__Entries shown__
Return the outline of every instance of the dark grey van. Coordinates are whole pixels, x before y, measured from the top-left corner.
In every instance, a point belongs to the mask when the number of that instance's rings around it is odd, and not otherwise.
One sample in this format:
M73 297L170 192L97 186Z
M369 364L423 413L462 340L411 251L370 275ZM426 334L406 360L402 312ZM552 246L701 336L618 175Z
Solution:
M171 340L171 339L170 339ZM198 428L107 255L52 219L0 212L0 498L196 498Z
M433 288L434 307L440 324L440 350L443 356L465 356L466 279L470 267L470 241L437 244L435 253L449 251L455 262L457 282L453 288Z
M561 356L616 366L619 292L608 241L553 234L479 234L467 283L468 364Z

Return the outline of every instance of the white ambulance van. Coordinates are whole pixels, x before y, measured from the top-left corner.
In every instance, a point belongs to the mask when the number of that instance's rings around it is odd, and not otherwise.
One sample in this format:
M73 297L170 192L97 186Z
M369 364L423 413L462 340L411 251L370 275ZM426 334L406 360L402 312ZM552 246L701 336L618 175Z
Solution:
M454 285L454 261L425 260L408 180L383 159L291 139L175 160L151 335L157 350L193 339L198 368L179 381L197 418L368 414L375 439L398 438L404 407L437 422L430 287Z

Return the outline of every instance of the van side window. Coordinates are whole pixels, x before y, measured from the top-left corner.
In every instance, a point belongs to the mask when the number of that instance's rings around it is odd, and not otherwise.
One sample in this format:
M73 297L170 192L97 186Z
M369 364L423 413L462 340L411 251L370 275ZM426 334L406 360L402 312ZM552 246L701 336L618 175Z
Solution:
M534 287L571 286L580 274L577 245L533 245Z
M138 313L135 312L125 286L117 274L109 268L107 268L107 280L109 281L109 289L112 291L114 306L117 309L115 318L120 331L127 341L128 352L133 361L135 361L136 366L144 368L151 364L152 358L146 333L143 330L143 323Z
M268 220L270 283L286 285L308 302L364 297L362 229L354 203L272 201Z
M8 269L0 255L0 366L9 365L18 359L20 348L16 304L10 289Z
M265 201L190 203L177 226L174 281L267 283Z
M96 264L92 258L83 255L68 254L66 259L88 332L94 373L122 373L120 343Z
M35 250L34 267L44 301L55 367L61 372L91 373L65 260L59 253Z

__Given problem__
Put each line of the records above into a Markdown table with two columns, Row and Record line. Number the rows in order and leave out blank lines.

__Reply to the task__
| Row | Record line |
|---|---|
| 1 | Return the outline of every instance of the dark grey van. Coordinates are whole pixels, x before y, measured from the top-left corner. |
| 2 | In every instance, a point belongs to the mask when the number of that instance's rings around it is odd, and not otherwise. |
| 3 | One sample in this format: |
| 4 | M73 297L170 192L97 186Z |
| 5 | M369 364L423 413L462 340L411 251L370 275ZM426 334L406 360L402 312ZM552 246L701 336L618 175Z |
| 6 | Solution: |
| 7 | M171 340L171 339L170 339ZM198 428L107 255L52 219L0 212L0 498L196 498Z |
| 8 | M433 288L434 307L440 324L440 350L443 356L465 356L466 279L470 267L470 241L437 244L435 253L449 251L455 262L457 282L453 288Z |
| 9 | M561 356L616 366L619 292L608 241L553 234L479 234L467 283L468 364Z |
| 10 | Return the outline of every instance of the white ambulance van. Coordinates are whole pixels, x before y, measured from the top-left corner. |
| 11 | In every instance, a point belongs to the mask when the number of that instance's rings around it is odd, and not otherwise. |
| 12 | One sample in this format: |
| 13 | M73 297L170 192L97 186Z |
| 14 | M369 364L423 413L462 340L411 251L370 275ZM426 334L406 360L402 312ZM552 246L701 336L618 175Z |
| 15 | Solution: |
| 16 | M454 285L454 261L425 260L408 180L383 159L291 139L175 160L151 335L157 350L193 339L198 368L179 381L197 418L368 414L375 439L398 438L404 407L437 422L430 287Z |
| 17 | Return the outline of every instance of the van side window. Coordinates are whole pixels, x before y, measured from the top-left corner. |
| 18 | In every instance, a point belongs to the mask when the number of that instance's rings around it is odd, and not otherwise. |
| 19 | One sample in this format: |
| 20 | M73 297L170 192L97 186Z |
| 21 | M369 364L423 413L462 340L411 251L370 275ZM426 334L406 360L402 312ZM552 246L701 336L618 175Z |
| 22 | Solution: |
| 23 | M534 287L571 286L580 274L577 245L533 245Z |
| 24 | M138 313L135 312L125 286L117 274L109 268L107 268L107 280L109 281L109 289L112 291L114 306L117 309L115 318L120 331L127 341L128 352L133 361L135 361L136 366L144 368L151 364L152 358L146 333L143 330L143 323Z |
| 25 | M268 220L270 283L286 285L308 302L364 297L362 229L354 203L272 201Z |
| 26 | M8 269L0 255L0 366L9 365L18 359L20 348L16 304L10 289Z |
| 27 | M265 201L190 203L177 226L174 281L267 283Z |
| 28 | M96 264L92 258L83 255L68 254L66 259L88 332L94 373L122 373L120 343Z |
| 29 | M35 250L34 267L44 301L55 367L61 372L91 373L65 260L59 253Z |